## SHORT EXERCISE
Pull out every line below that contains the word "such" and copy each of those lines in full.
══ GIVEN ENTRIES
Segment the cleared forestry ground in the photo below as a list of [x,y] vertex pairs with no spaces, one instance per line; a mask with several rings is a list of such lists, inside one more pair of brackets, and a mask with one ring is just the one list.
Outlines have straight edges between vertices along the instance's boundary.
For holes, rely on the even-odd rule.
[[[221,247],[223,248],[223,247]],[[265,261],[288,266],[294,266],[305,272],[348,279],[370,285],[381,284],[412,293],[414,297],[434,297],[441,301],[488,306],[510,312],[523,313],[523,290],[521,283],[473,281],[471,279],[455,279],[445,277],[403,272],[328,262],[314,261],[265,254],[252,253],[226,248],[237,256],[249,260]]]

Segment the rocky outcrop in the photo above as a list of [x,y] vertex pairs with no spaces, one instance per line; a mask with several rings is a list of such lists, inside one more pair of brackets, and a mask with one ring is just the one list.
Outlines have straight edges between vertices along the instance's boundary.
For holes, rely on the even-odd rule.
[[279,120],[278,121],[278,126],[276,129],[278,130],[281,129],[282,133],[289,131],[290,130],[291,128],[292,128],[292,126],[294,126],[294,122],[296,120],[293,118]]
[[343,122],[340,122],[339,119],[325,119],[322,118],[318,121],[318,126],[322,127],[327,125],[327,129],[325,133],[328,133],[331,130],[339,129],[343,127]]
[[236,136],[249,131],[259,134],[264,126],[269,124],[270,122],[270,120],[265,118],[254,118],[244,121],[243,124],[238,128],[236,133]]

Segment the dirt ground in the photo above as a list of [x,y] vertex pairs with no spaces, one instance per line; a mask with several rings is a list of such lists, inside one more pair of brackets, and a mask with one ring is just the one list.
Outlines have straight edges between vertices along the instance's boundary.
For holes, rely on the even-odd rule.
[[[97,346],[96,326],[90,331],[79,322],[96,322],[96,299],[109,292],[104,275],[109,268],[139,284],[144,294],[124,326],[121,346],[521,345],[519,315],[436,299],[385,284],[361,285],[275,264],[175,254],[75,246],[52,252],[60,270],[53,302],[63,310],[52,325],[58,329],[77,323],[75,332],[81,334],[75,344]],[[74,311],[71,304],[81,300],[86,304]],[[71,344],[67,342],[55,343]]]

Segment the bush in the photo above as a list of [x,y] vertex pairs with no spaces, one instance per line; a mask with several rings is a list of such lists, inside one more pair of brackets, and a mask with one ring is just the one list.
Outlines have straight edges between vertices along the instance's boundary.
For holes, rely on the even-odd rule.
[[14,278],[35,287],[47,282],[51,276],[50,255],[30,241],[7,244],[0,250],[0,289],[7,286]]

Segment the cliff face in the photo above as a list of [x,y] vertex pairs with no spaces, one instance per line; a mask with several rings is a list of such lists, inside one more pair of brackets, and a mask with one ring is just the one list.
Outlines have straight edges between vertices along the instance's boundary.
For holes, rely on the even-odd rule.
════
## ANSWER TO THIS EXERCISE
Segment the cleared forestry ground in the photo below as a list of [x,y] vertex pairs with no spaces, one instance per line; a mask with several rings is a list of such lists, inside one more pair of brackets, and a mask with one ring is just the one list.
Segment the rocky outcrop in the photo above as a list of [x,y] vertex pairs with no spaces, one instance per line; a mask with several rings is a list of such lists, inside one more pair of brackets, and a mask with one ring is just the one list.
Segment the dirt ground in the photo above as a list of [x,y] vertex pairs with no spaces, one instance per line; a mask with several rings is a list of such lists, inside one more pair of brackets, and a mask with one ring is just the one list.
Segment the bush in the photo above as a list of [x,y] vertex pairs with no spaces, one instance per line; a mask with several rings is a list of such lists, inside one more pair of brackets, and a mask with one ring is just the one list.
Segment the cliff face in the photo above as a list of [x,y] vertex pairs with no spaces, one instance per line; a mask with several rings is a list of such lists, inside one more pair of brackets, and a mask with one ring is just the one list.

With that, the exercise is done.